→ **Data records**:
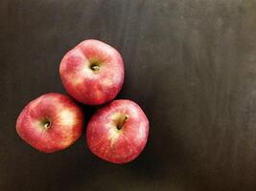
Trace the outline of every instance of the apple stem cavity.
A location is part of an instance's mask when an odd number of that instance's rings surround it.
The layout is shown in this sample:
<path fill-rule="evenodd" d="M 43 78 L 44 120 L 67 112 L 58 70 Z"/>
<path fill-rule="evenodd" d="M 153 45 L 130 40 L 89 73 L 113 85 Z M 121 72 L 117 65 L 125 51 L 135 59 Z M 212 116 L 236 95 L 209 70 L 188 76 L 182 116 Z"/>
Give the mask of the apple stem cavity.
<path fill-rule="evenodd" d="M 121 115 L 119 120 L 117 121 L 117 126 L 116 128 L 118 130 L 121 130 L 123 128 L 123 126 L 125 125 L 125 123 L 128 120 L 128 116 L 127 115 Z"/>
<path fill-rule="evenodd" d="M 97 62 L 96 63 L 92 63 L 91 66 L 90 66 L 90 69 L 95 73 L 99 72 L 100 71 L 99 63 L 97 63 Z"/>
<path fill-rule="evenodd" d="M 49 119 L 44 119 L 41 122 L 44 129 L 49 129 L 51 126 L 51 121 Z"/>

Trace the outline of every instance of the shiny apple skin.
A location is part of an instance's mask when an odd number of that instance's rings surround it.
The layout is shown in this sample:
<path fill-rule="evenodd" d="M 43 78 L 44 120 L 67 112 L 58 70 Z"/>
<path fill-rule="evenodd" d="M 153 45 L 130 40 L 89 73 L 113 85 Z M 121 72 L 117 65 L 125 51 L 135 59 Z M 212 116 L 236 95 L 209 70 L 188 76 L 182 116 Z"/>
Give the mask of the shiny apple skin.
<path fill-rule="evenodd" d="M 81 137 L 83 113 L 73 99 L 49 93 L 22 110 L 16 121 L 16 132 L 34 148 L 53 153 L 73 144 Z"/>
<path fill-rule="evenodd" d="M 91 69 L 93 63 L 99 65 L 99 71 Z M 88 39 L 64 55 L 59 75 L 65 90 L 75 99 L 100 105 L 112 100 L 120 92 L 124 83 L 124 63 L 113 47 Z"/>
<path fill-rule="evenodd" d="M 127 116 L 123 127 L 117 129 L 117 118 Z M 144 149 L 149 135 L 149 120 L 133 101 L 119 99 L 98 110 L 89 120 L 86 140 L 99 158 L 113 163 L 127 163 Z"/>

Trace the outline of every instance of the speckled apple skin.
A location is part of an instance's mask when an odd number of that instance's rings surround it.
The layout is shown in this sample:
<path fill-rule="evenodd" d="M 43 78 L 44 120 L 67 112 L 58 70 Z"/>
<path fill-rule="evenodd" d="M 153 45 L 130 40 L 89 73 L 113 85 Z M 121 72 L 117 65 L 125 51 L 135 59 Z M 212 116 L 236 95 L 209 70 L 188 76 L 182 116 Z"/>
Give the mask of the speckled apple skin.
<path fill-rule="evenodd" d="M 49 118 L 45 129 L 41 121 Z M 67 148 L 81 135 L 83 113 L 67 96 L 49 93 L 31 101 L 20 113 L 16 132 L 35 149 L 53 153 Z"/>
<path fill-rule="evenodd" d="M 100 64 L 97 73 L 90 68 L 93 62 Z M 64 55 L 59 74 L 71 96 L 84 104 L 99 105 L 117 96 L 124 83 L 125 72 L 122 56 L 113 47 L 89 39 Z"/>
<path fill-rule="evenodd" d="M 113 117 L 128 116 L 123 128 L 116 128 Z M 98 110 L 89 120 L 86 140 L 89 149 L 99 158 L 113 163 L 127 163 L 138 157 L 149 135 L 149 120 L 133 101 L 114 100 Z"/>

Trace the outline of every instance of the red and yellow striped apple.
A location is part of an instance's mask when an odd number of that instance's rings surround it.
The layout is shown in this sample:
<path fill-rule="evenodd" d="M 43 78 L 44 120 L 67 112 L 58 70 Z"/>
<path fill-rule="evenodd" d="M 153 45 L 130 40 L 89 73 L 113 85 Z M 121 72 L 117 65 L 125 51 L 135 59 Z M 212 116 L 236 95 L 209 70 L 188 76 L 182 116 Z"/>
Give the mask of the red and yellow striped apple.
<path fill-rule="evenodd" d="M 99 158 L 113 163 L 131 161 L 144 149 L 149 120 L 133 101 L 114 100 L 90 119 L 86 139 L 89 149 Z"/>
<path fill-rule="evenodd" d="M 35 149 L 53 153 L 74 143 L 81 137 L 82 125 L 82 111 L 69 96 L 49 93 L 23 109 L 16 131 Z"/>
<path fill-rule="evenodd" d="M 113 47 L 89 39 L 64 55 L 59 74 L 71 96 L 84 104 L 99 105 L 117 96 L 125 74 L 122 56 Z"/>

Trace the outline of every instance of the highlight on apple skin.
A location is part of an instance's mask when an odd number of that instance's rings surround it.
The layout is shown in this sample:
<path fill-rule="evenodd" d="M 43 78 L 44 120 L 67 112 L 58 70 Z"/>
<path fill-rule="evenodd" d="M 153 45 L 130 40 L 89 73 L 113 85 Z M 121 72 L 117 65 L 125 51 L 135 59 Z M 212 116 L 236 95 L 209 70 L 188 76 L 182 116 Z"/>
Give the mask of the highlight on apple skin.
<path fill-rule="evenodd" d="M 69 51 L 59 65 L 67 93 L 78 101 L 100 105 L 112 100 L 124 82 L 124 64 L 113 47 L 94 39 L 81 42 Z"/>
<path fill-rule="evenodd" d="M 69 147 L 81 135 L 83 113 L 67 96 L 49 93 L 20 113 L 16 131 L 35 149 L 53 153 Z"/>
<path fill-rule="evenodd" d="M 99 158 L 127 163 L 138 157 L 149 135 L 149 120 L 133 101 L 119 99 L 98 110 L 89 120 L 86 140 Z"/>

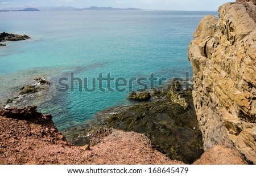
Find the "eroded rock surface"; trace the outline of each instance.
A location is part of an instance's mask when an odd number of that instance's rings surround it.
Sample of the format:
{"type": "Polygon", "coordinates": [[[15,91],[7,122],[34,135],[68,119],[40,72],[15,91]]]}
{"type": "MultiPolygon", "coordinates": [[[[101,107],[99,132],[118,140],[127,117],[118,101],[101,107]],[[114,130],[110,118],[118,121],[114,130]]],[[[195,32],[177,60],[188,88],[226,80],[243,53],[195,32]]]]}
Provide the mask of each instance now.
{"type": "Polygon", "coordinates": [[[204,148],[234,147],[255,164],[256,24],[242,3],[222,5],[218,16],[201,20],[188,50],[204,148]]]}
{"type": "Polygon", "coordinates": [[[182,164],[154,149],[143,134],[114,129],[92,133],[96,145],[67,143],[51,115],[36,107],[0,109],[0,164],[182,164]]]}

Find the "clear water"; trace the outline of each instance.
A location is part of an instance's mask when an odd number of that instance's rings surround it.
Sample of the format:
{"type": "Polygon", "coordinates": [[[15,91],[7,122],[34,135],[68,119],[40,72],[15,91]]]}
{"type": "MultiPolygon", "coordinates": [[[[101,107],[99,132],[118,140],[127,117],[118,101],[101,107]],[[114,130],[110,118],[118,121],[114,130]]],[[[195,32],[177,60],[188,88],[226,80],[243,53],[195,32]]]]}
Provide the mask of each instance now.
{"type": "Polygon", "coordinates": [[[33,76],[43,75],[52,81],[53,92],[49,100],[39,101],[38,109],[52,114],[60,130],[81,125],[101,110],[129,104],[128,92],[79,92],[76,86],[73,92],[60,93],[59,78],[71,71],[89,80],[100,72],[126,79],[151,72],[158,78],[192,75],[188,46],[208,14],[217,12],[0,12],[0,31],[32,37],[0,48],[0,102],[33,76]]]}

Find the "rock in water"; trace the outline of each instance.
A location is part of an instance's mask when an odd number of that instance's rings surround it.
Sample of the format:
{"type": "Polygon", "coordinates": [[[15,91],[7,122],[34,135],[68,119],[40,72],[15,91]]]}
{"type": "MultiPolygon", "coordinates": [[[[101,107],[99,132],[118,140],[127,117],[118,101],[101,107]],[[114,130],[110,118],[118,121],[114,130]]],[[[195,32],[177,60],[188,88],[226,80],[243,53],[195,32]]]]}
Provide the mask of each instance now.
{"type": "Polygon", "coordinates": [[[204,18],[188,57],[204,149],[234,147],[256,164],[256,24],[242,3],[228,3],[218,20],[204,18]]]}

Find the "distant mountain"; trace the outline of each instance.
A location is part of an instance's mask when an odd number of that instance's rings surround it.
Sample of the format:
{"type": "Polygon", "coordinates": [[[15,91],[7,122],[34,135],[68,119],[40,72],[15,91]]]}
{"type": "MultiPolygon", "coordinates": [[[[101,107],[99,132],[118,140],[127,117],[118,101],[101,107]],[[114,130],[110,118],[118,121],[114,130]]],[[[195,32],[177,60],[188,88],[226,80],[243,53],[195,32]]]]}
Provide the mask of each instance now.
{"type": "Polygon", "coordinates": [[[76,8],[71,6],[44,6],[44,7],[36,7],[40,11],[48,11],[48,10],[80,10],[81,8],[76,8]]]}
{"type": "Polygon", "coordinates": [[[38,9],[35,8],[26,8],[22,10],[0,10],[0,12],[7,12],[7,11],[15,11],[15,12],[20,12],[20,11],[39,11],[38,9]]]}
{"type": "Polygon", "coordinates": [[[38,9],[35,8],[26,8],[23,10],[17,10],[19,11],[39,11],[38,9]]]}
{"type": "Polygon", "coordinates": [[[141,8],[114,8],[112,7],[97,7],[92,6],[90,7],[84,8],[82,10],[142,10],[141,8]]]}
{"type": "MultiPolygon", "coordinates": [[[[24,11],[26,9],[30,8],[36,8],[39,11],[50,11],[50,10],[80,10],[81,8],[75,8],[71,6],[43,6],[43,7],[27,7],[24,6],[23,7],[6,7],[2,9],[0,9],[0,11],[24,11]]],[[[32,10],[29,10],[32,11],[32,10]]]]}
{"type": "Polygon", "coordinates": [[[79,8],[71,6],[43,6],[43,7],[8,7],[0,9],[0,11],[53,11],[53,10],[142,10],[136,8],[114,8],[112,7],[97,7],[79,8]]]}

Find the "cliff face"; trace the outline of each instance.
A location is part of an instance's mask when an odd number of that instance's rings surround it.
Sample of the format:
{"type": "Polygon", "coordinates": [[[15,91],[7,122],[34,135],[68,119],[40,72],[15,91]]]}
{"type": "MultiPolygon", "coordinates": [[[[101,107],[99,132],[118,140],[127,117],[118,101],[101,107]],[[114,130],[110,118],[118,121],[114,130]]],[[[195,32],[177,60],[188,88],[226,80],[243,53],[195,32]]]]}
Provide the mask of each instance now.
{"type": "Polygon", "coordinates": [[[256,24],[241,3],[218,16],[201,20],[188,50],[204,148],[234,147],[256,164],[256,24]]]}

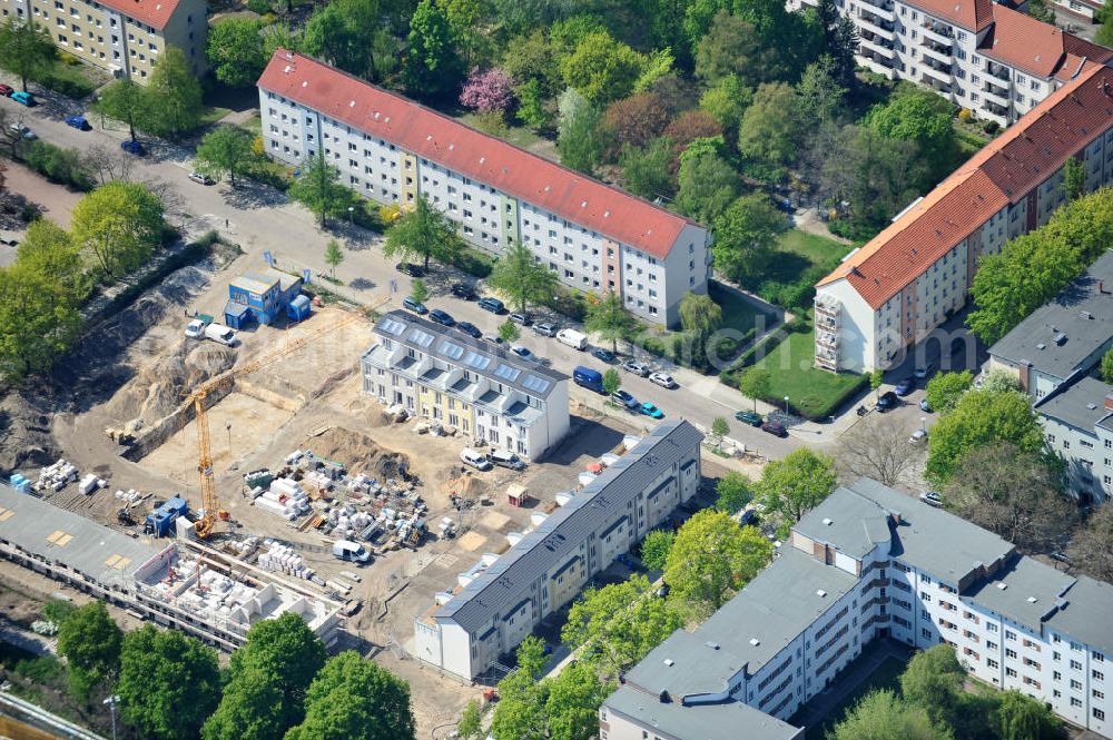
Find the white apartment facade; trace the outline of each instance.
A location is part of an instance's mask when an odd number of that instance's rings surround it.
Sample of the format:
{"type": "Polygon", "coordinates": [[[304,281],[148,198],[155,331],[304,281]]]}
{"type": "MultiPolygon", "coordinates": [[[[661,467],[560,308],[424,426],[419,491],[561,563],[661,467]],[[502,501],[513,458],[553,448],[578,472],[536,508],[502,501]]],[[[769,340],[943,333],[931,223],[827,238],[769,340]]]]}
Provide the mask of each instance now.
{"type": "Polygon", "coordinates": [[[1086,191],[1113,181],[1111,105],[1113,70],[1089,67],[850,253],[816,286],[816,366],[887,369],[932,337],[965,305],[982,256],[1066,201],[1068,157],[1086,191]]]}
{"type": "Polygon", "coordinates": [[[569,430],[563,373],[403,310],[375,324],[361,358],[363,391],[383,405],[540,460],[569,430]]]}
{"type": "MultiPolygon", "coordinates": [[[[1070,1],[1070,0],[1067,0],[1070,1]]],[[[814,0],[789,0],[790,9],[814,0]]],[[[1113,51],[991,0],[839,0],[859,63],[1007,126],[1113,51]]]]}
{"type": "Polygon", "coordinates": [[[344,185],[382,204],[418,195],[469,244],[524,244],[579,290],[619,293],[674,325],[710,275],[707,228],[467,128],[303,55],[278,50],[259,78],[267,152],[296,165],[324,152],[344,185]]]}
{"type": "Polygon", "coordinates": [[[787,720],[875,637],[946,642],[978,679],[1113,737],[1110,609],[1113,585],[863,478],[708,622],[632,669],[600,710],[600,738],[796,740],[787,720]]]}
{"type": "Polygon", "coordinates": [[[534,529],[512,533],[457,586],[414,620],[414,657],[465,681],[491,679],[500,659],[572,601],[598,573],[696,495],[703,435],[688,422],[659,425],[580,491],[558,495],[534,529]]]}
{"type": "Polygon", "coordinates": [[[0,0],[0,20],[30,19],[61,51],[146,85],[167,46],[181,49],[198,77],[207,68],[204,0],[0,0]]]}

→ **The request**: Show every line of the records above that contains the word "cavity", treating uppercase and lowercase letters as different.

→ **Output for this task**:
Trace the outline of every instance of the apple stem cavity.
Give the mask of the apple stem cavity.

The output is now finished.